What is being asked> What you return should match the data below exactly, line for line.
※ ※ ※
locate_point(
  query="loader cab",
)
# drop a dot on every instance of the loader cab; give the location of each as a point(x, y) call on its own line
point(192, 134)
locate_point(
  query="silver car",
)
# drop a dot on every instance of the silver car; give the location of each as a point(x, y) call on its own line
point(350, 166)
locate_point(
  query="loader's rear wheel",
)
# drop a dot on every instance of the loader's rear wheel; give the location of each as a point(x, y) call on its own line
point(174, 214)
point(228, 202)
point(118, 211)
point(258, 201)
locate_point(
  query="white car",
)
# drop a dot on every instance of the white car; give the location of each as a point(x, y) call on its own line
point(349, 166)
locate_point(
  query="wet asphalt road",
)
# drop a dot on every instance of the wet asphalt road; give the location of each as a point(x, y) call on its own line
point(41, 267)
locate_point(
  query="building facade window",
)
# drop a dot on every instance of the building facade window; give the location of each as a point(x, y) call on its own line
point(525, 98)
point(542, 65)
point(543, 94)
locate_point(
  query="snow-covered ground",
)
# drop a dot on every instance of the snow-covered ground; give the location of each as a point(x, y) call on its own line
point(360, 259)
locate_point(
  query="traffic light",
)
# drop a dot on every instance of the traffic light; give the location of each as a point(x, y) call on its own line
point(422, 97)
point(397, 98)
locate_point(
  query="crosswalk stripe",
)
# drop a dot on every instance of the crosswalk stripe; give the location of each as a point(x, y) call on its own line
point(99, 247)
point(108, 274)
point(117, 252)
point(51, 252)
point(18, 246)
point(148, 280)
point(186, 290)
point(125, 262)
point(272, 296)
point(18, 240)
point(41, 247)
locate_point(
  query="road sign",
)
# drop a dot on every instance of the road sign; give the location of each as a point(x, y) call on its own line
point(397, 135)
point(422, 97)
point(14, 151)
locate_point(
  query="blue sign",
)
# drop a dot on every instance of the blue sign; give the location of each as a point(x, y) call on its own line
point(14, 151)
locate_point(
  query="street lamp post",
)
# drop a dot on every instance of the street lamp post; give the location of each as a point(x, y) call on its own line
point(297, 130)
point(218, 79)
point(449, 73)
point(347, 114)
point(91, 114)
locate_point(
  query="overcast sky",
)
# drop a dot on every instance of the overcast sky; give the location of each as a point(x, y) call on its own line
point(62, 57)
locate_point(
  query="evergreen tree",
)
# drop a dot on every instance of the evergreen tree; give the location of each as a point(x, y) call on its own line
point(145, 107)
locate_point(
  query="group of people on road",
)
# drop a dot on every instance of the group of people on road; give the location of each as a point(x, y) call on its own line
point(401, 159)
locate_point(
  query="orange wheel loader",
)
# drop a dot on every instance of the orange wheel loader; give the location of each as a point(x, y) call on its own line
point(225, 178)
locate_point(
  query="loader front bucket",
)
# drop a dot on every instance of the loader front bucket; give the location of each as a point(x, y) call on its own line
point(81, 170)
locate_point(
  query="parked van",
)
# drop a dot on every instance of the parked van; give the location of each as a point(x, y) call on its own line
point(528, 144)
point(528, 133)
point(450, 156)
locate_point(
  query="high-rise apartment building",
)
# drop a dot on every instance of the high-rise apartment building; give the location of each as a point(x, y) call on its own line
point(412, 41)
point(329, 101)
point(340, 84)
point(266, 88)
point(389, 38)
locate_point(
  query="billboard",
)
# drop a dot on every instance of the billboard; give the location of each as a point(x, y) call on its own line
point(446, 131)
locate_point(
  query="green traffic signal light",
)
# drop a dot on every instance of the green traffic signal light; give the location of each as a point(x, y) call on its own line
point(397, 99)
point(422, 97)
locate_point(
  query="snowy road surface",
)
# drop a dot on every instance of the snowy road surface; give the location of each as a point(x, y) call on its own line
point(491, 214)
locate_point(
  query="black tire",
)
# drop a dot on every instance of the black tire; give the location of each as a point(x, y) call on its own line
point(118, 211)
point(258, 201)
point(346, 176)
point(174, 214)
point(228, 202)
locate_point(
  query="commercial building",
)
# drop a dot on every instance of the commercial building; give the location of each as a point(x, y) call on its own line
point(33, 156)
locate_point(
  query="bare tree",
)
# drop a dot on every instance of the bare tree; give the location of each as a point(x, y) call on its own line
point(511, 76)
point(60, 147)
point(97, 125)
※ ※ ※
Problem solution>
locate_point(
  query="loader cab",
)
# drop a dot on every instance of the loader cab; give the location of each as a point(x, y) call on its own line
point(192, 134)
locate_point(
  query="silver car",
)
# drop a dot on every instance of the silver car; give the location of each as a point(x, y) call on its own line
point(350, 166)
locate_point(
  query="loader's rear wheel",
)
# drop a dot on every instance of the loader's rear wheel; give the location of each as a point(x, y) call on its own line
point(174, 214)
point(228, 202)
point(118, 211)
point(258, 201)
locate_point(
  query="white car",
)
# drop a dot on every instance of the white car; give the location of each as a point(x, y) call on its own line
point(349, 166)
locate_point(
  query="wet asphalt road",
)
# drop a dot on every instance of the wet asphalt road; give the location of each as a point(x, y) call on its own line
point(41, 267)
locate_point(
  query="building facade window",
)
# drop a dot on every instance of the building facade window; give the location of each as a point(x, y) call on its own line
point(525, 98)
point(542, 65)
point(543, 94)
locate_point(
  query="snow-covered ground",
)
# drop a dot on every instance of the snow-covered ground; give the location of each as a point(x, y) call on its own line
point(360, 259)
locate_point(
  query="traffic light",
)
# drop a dot on every instance of the traffic light; give the location of each as a point(x, y) call on its own line
point(422, 97)
point(397, 98)
locate_point(
  query="crosswalk stripe",
)
# drop a dot on every instance of the crosswalk stripe; give the location of each as a point(x, y) call on its own line
point(99, 247)
point(108, 274)
point(117, 252)
point(51, 252)
point(18, 246)
point(148, 280)
point(186, 290)
point(125, 262)
point(272, 296)
point(18, 240)
point(41, 247)
locate_point(
  query="road sign",
)
# drop a dot on every instance of the road sign; give the location of each as a point(x, y) call on its own line
point(397, 135)
point(422, 97)
point(14, 151)
locate_point(
  query="blue sign",
)
# drop a dot on every instance of the blue sign; give the location of each as a point(x, y) call on its own line
point(14, 151)
locate_point(
  query="street lamp post",
)
# drop a dot on every instance of the street lamp post; give the location of each as a point(x, y) call on its own line
point(297, 130)
point(218, 79)
point(449, 73)
point(347, 114)
point(91, 114)
locate_point(
  query="overcast sky",
)
# drop a dot on every instance of the overcast sky; give the location of each as a point(x, y) call on its own line
point(62, 57)
locate_point(
  query="evergreen tree",
)
# drop a dot on every instance of the evergreen tree; give the location of each as a point(x, y) call on its own line
point(145, 107)
locate_point(
  query="group of people on road",
)
# drop a dot on every instance of the group of people on road; give the location of each as a point(x, y) call on its own line
point(401, 159)
locate_point(
  query="orange wheel loader",
)
# drop a dot on every instance of the orange wheel loader; give the location of each as a point(x, y) call on its own line
point(225, 178)
locate_point(
  query="loader front bucket",
)
# drop a dot on every instance of the loader front bucket; give the location of each as a point(x, y) call on its own line
point(81, 170)
locate_point(
  query="parked van",
)
# drop a dot on every instance of the parked van; give the location of each as a point(x, y) call on its own line
point(528, 144)
point(528, 133)
point(450, 156)
locate_point(
  query="high-rise apartment building",
)
# drop a dot on every instance of the high-rise apartment building; give the location of each as a point(x, y) call on its own line
point(412, 41)
point(329, 101)
point(340, 84)
point(266, 88)
point(389, 38)
locate_point(
  query="billboard",
)
# drop a dot on every instance of the billboard; give the location of each as a point(x, y) call on its own line
point(446, 131)
locate_point(
  query="green traffic signal light",
)
# drop a dot on every instance of the green traffic signal light; give the location of each as a point(x, y) call on its own line
point(397, 99)
point(422, 97)
locate_point(
  query="snowy road surface",
)
# drop a dot on every instance of the snowy road surface; give the location of each as a point(x, y) call on its own line
point(491, 214)
locate_point(
  query="black tire",
)
# drop a dot on every instance of the black tire; give the location of each as a point(x, y) call on its own line
point(118, 211)
point(258, 201)
point(346, 176)
point(174, 214)
point(228, 202)
locate_point(
  query="commercial building",
)
# drop a dot on every instance of the commercial building; give the location of each as a point(x, y) call on its own line
point(33, 156)
locate_point(
  query="bare tree",
)
# drop a dot on every instance of the bare tree; give the location of each as a point(x, y) call on its own line
point(511, 76)
point(60, 147)
point(97, 125)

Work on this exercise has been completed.